SHORT EXERCISE 1 | Could you write out the records again, everything from the line containing "black jacket with" down to the line containing "[[25, 539], [70, 543]]", swapping "photograph" for "image" and leaving everything else unchanged?

Arkansas Department of Human Services v. Bixler

Jim Hannah, Chief Justice,

dissenting. I respectfully dissent. I agree with the circuit court and the court of appeals that the ALJ’s decision is not supported by substantial evidence. In this case, the majority agrees “with the ALJ’s findings that, under Ark. Code Arm. § 12-12-503(12)(G), the Bixlers’ failure to appropriately supervise their children resulted in the children being left alone in inappropriate circumstances that put them in danger.” (Emphasis added.) The majority goes on to construe the word danger to include potential and actual danger, particularly in the context of child-maltreatment cases. Then, the majority holds that “the Bixlers’ allowing their children to stay overnight at the house of a known sex offender without another adult present constitutes a potential danger to their children.” The problem with this holding is that the ALJ never made a finding that the Bixlers’ actions put their children in danger. Rather, the ALJ concluded:

... I find that the Petitioners’ actions in this matter constitute a violation of Ark. Code Ann. § 12-12-503(12)(G) because the Petitioners allowed their children to be left alone overnight in inappropriate circumstances; i.e., the home of a convicted sexual offender.

Stored items from a collection |

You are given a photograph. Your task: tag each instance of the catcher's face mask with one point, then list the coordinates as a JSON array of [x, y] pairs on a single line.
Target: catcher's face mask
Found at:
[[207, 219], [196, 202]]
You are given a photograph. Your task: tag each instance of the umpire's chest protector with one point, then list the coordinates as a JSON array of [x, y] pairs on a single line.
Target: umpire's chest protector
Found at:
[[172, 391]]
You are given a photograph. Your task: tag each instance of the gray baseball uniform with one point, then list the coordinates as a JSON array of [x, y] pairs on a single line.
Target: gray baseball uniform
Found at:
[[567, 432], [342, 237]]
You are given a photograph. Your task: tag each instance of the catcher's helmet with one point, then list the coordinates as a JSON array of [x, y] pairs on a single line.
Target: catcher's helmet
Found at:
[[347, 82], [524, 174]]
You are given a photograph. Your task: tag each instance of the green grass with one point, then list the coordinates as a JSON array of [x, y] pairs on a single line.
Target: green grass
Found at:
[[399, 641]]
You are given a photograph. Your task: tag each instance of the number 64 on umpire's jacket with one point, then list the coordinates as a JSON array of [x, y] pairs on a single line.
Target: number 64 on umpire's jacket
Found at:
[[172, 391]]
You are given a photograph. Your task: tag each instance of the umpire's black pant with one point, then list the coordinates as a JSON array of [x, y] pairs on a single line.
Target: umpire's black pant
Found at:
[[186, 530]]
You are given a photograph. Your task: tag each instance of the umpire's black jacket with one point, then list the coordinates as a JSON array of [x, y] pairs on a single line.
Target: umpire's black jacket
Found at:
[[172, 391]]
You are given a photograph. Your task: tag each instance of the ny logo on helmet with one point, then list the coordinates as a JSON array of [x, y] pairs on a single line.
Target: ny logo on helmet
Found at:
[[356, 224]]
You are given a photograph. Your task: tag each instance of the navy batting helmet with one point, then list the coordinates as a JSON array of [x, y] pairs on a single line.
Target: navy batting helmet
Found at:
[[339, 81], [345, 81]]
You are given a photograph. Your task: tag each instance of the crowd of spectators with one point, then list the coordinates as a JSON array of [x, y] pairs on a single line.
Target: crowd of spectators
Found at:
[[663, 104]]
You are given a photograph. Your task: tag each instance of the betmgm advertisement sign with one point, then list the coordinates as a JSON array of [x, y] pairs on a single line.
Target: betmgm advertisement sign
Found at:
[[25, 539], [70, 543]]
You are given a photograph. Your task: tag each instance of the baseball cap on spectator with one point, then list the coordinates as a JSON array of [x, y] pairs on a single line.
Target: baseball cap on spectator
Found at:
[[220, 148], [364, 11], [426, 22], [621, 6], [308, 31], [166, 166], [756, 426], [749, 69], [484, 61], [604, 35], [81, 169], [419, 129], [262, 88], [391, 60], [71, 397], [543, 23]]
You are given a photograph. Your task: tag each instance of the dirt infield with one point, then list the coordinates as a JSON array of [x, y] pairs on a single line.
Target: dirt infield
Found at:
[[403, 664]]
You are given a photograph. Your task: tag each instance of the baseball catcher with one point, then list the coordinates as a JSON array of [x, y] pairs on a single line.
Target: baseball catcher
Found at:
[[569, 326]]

SHORT EXERCISE 2 | In the Bixler dissent, what problem does the Chief Justice see with the majority's holding?

WRITTEN SOLUTION 1 |
You are given a image. Your task: tag each instance of the umpire's black jacket with one point, then list the coordinates as a JSON array of [x, y] pairs on a single line.
Target: umpire's black jacket
Found at:
[[172, 391]]
You are given a image. Your task: tag each instance of the ny logo on helmet with one point, then list the coordinates as a JSON array of [x, y] pairs on a single line.
Target: ny logo on helmet
Found at:
[[356, 224]]
You are given a image. Your task: tag each instance of the navy batting helmet with one point, then list the coordinates as a JSON array of [x, y] pairs on a single line.
Target: navy batting helmet
Found at:
[[339, 81], [345, 81]]
You are given a image. Your task: tag each instance of the crowd of spectators with one point, then list the coordinates as a JSON array of [x, y] pairs on a single line.
Target: crowd of spectators
Found at:
[[663, 104]]
You are given a image. Your task: tag each instance of the betmgm advertisement sign with one point, then list the coordinates as a JSON array of [x, y] pairs on a single line.
Target: betmgm advertisement sign
Found at:
[[25, 539], [70, 543]]

WRITTEN SOLUTION 2 | The majority holds that the Bixlers' conduct was a potential danger to their children, but the ALJ never found that their actions put the children in danger. The ALJ found a violation only because the children were left alone overnight in inappropriate circumstances, namely the home of a convicted sexual offender.